→ **Stated problem**: Return every line below that contains the word "white", with case counting.

→ **Dataset records**:
──────

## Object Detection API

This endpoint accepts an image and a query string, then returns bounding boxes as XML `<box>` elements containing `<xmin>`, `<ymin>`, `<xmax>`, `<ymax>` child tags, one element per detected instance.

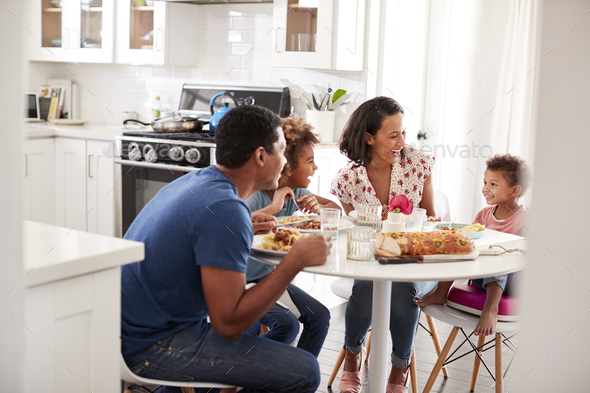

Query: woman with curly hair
<box><xmin>416</xmin><ymin>154</ymin><xmax>532</xmax><ymax>336</ymax></box>
<box><xmin>246</xmin><ymin>117</ymin><xmax>340</xmax><ymax>357</ymax></box>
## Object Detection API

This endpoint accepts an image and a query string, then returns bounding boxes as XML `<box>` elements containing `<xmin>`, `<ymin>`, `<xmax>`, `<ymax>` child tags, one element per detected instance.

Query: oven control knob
<box><xmin>168</xmin><ymin>146</ymin><xmax>184</xmax><ymax>161</ymax></box>
<box><xmin>184</xmin><ymin>147</ymin><xmax>201</xmax><ymax>164</ymax></box>
<box><xmin>143</xmin><ymin>144</ymin><xmax>158</xmax><ymax>162</ymax></box>
<box><xmin>129</xmin><ymin>142</ymin><xmax>141</xmax><ymax>161</ymax></box>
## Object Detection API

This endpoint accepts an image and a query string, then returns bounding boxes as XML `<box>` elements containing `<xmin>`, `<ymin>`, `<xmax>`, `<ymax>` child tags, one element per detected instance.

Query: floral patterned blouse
<box><xmin>330</xmin><ymin>146</ymin><xmax>434</xmax><ymax>209</ymax></box>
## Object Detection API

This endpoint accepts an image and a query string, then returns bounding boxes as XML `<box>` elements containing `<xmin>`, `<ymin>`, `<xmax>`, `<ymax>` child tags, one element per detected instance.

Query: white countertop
<box><xmin>24</xmin><ymin>123</ymin><xmax>139</xmax><ymax>141</ymax></box>
<box><xmin>23</xmin><ymin>221</ymin><xmax>144</xmax><ymax>287</ymax></box>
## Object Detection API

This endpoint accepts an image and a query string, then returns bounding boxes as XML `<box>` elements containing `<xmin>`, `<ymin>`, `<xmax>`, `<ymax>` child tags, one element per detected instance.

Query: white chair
<box><xmin>422</xmin><ymin>305</ymin><xmax>520</xmax><ymax>393</ymax></box>
<box><xmin>434</xmin><ymin>191</ymin><xmax>452</xmax><ymax>221</ymax></box>
<box><xmin>120</xmin><ymin>355</ymin><xmax>234</xmax><ymax>393</ymax></box>
<box><xmin>328</xmin><ymin>278</ymin><xmax>449</xmax><ymax>392</ymax></box>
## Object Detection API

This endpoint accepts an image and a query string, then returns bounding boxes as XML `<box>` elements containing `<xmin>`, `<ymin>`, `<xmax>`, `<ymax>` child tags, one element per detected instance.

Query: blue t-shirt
<box><xmin>246</xmin><ymin>188</ymin><xmax>311</xmax><ymax>282</ymax></box>
<box><xmin>121</xmin><ymin>166</ymin><xmax>253</xmax><ymax>359</ymax></box>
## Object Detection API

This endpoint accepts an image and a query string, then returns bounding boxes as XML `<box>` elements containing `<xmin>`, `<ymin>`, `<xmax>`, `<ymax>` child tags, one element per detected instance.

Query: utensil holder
<box><xmin>305</xmin><ymin>110</ymin><xmax>336</xmax><ymax>143</ymax></box>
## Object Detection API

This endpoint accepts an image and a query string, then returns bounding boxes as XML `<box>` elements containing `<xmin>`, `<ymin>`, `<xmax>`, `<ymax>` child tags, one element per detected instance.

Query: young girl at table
<box><xmin>246</xmin><ymin>117</ymin><xmax>340</xmax><ymax>357</ymax></box>
<box><xmin>416</xmin><ymin>154</ymin><xmax>532</xmax><ymax>336</ymax></box>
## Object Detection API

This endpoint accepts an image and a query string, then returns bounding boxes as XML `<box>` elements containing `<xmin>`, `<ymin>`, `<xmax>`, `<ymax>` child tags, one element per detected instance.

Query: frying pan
<box><xmin>123</xmin><ymin>117</ymin><xmax>203</xmax><ymax>132</ymax></box>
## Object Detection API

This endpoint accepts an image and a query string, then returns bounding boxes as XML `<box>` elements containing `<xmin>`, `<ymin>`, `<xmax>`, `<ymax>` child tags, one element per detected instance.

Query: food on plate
<box><xmin>258</xmin><ymin>229</ymin><xmax>306</xmax><ymax>252</ymax></box>
<box><xmin>438</xmin><ymin>224</ymin><xmax>486</xmax><ymax>232</ymax></box>
<box><xmin>279</xmin><ymin>216</ymin><xmax>309</xmax><ymax>224</ymax></box>
<box><xmin>375</xmin><ymin>231</ymin><xmax>475</xmax><ymax>257</ymax></box>
<box><xmin>298</xmin><ymin>220</ymin><xmax>322</xmax><ymax>230</ymax></box>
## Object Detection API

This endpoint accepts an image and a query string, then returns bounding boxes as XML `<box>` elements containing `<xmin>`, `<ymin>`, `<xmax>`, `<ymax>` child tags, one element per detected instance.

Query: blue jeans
<box><xmin>125</xmin><ymin>324</ymin><xmax>320</xmax><ymax>393</ymax></box>
<box><xmin>254</xmin><ymin>284</ymin><xmax>330</xmax><ymax>357</ymax></box>
<box><xmin>344</xmin><ymin>280</ymin><xmax>437</xmax><ymax>368</ymax></box>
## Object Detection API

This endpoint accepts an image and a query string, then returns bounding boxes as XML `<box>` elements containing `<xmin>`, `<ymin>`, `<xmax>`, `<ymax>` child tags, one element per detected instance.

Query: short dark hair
<box><xmin>486</xmin><ymin>154</ymin><xmax>533</xmax><ymax>197</ymax></box>
<box><xmin>340</xmin><ymin>96</ymin><xmax>404</xmax><ymax>166</ymax></box>
<box><xmin>215</xmin><ymin>105</ymin><xmax>282</xmax><ymax>168</ymax></box>
<box><xmin>283</xmin><ymin>116</ymin><xmax>318</xmax><ymax>174</ymax></box>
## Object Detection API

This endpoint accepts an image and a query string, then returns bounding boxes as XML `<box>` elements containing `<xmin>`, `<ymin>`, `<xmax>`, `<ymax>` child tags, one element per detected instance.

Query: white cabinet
<box><xmin>272</xmin><ymin>0</ymin><xmax>366</xmax><ymax>71</ymax></box>
<box><xmin>55</xmin><ymin>138</ymin><xmax>115</xmax><ymax>236</ymax></box>
<box><xmin>23</xmin><ymin>138</ymin><xmax>55</xmax><ymax>225</ymax></box>
<box><xmin>116</xmin><ymin>0</ymin><xmax>200</xmax><ymax>66</ymax></box>
<box><xmin>27</xmin><ymin>0</ymin><xmax>115</xmax><ymax>63</ymax></box>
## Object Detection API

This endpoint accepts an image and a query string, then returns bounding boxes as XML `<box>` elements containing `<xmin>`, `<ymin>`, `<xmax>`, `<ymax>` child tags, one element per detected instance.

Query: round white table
<box><xmin>250</xmin><ymin>229</ymin><xmax>525</xmax><ymax>393</ymax></box>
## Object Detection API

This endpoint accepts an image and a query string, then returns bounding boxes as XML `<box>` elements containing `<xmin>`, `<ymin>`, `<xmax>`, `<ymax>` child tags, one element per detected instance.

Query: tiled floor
<box><xmin>125</xmin><ymin>303</ymin><xmax>518</xmax><ymax>393</ymax></box>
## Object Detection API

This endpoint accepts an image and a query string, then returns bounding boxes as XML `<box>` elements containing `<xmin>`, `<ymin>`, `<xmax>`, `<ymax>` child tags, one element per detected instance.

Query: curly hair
<box><xmin>215</xmin><ymin>105</ymin><xmax>282</xmax><ymax>168</ymax></box>
<box><xmin>282</xmin><ymin>116</ymin><xmax>318</xmax><ymax>174</ymax></box>
<box><xmin>340</xmin><ymin>96</ymin><xmax>405</xmax><ymax>167</ymax></box>
<box><xmin>486</xmin><ymin>154</ymin><xmax>533</xmax><ymax>196</ymax></box>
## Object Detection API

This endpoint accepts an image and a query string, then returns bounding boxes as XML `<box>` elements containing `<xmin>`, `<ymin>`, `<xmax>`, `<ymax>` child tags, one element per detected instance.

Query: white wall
<box><xmin>29</xmin><ymin>3</ymin><xmax>366</xmax><ymax>133</ymax></box>
<box><xmin>0</xmin><ymin>0</ymin><xmax>25</xmax><ymax>392</ymax></box>
<box><xmin>513</xmin><ymin>0</ymin><xmax>590</xmax><ymax>393</ymax></box>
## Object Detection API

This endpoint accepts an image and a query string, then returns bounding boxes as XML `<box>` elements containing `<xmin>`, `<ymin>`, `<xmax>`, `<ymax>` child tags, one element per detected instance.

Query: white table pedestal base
<box><xmin>369</xmin><ymin>281</ymin><xmax>391</xmax><ymax>393</ymax></box>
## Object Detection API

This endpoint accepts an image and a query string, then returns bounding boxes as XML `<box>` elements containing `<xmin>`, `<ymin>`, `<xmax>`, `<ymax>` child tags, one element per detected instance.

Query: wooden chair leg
<box><xmin>469</xmin><ymin>336</ymin><xmax>486</xmax><ymax>392</ymax></box>
<box><xmin>424</xmin><ymin>314</ymin><xmax>449</xmax><ymax>378</ymax></box>
<box><xmin>423</xmin><ymin>326</ymin><xmax>459</xmax><ymax>393</ymax></box>
<box><xmin>328</xmin><ymin>348</ymin><xmax>346</xmax><ymax>388</ymax></box>
<box><xmin>495</xmin><ymin>333</ymin><xmax>504</xmax><ymax>393</ymax></box>
<box><xmin>410</xmin><ymin>346</ymin><xmax>418</xmax><ymax>393</ymax></box>
<box><xmin>365</xmin><ymin>331</ymin><xmax>371</xmax><ymax>362</ymax></box>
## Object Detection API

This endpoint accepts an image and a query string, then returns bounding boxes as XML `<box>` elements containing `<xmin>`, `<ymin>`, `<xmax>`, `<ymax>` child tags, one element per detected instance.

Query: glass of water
<box><xmin>346</xmin><ymin>226</ymin><xmax>376</xmax><ymax>262</ymax></box>
<box><xmin>406</xmin><ymin>207</ymin><xmax>426</xmax><ymax>232</ymax></box>
<box><xmin>356</xmin><ymin>203</ymin><xmax>383</xmax><ymax>232</ymax></box>
<box><xmin>320</xmin><ymin>209</ymin><xmax>341</xmax><ymax>240</ymax></box>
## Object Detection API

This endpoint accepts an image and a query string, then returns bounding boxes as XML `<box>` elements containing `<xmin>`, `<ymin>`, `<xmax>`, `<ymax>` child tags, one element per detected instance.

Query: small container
<box><xmin>381</xmin><ymin>212</ymin><xmax>406</xmax><ymax>233</ymax></box>
<box><xmin>346</xmin><ymin>226</ymin><xmax>376</xmax><ymax>262</ymax></box>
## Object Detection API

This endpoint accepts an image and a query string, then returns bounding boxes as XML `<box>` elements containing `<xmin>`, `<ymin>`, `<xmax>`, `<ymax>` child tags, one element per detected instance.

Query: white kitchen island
<box><xmin>22</xmin><ymin>221</ymin><xmax>144</xmax><ymax>393</ymax></box>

──────

→ **Problem solution**:
Query: white countertop
Query: white chair
Query: white cabinet
Query: round white table
Query: white wall
Query: white table pedestal base
Query: white kitchen island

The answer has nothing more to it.